Stored data
□ □ □ □ □
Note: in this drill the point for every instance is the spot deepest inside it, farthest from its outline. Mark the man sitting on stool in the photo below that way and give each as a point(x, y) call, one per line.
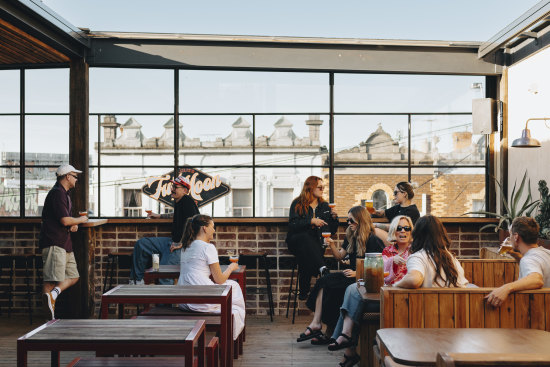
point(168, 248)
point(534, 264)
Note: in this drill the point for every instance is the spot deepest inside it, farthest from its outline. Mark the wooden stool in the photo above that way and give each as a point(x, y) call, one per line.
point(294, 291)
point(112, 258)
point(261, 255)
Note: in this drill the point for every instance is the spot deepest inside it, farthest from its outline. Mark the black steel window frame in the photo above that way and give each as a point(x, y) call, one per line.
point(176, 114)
□ □ □ □ □
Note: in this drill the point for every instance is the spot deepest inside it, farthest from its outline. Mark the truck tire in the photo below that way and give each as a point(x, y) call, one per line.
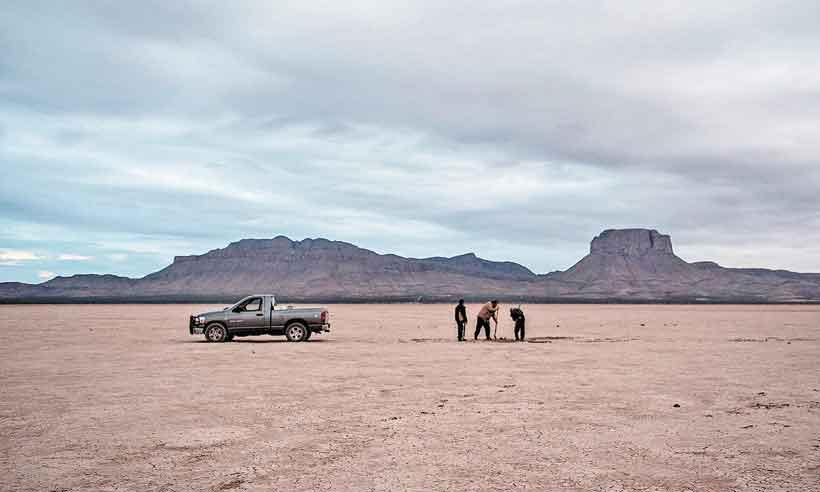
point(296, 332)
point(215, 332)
□ □ □ □ □
Objective
Starting at the line that contains "Mark the black" and ending at the line that contains "point(176, 114)", recast those records as a two-column CSV with the headers instruction and response. Use one row per record, put each field in quotes, and turn any line breaks into spaces.

Response for this exercise
instruction,response
"Note: in this drill the point for every instance is the spot deepest inside it, farthest from its outline. Mark the black steel window frame in the photo above that way and give each as a point(x, y) call, one per line.","point(176, 114)"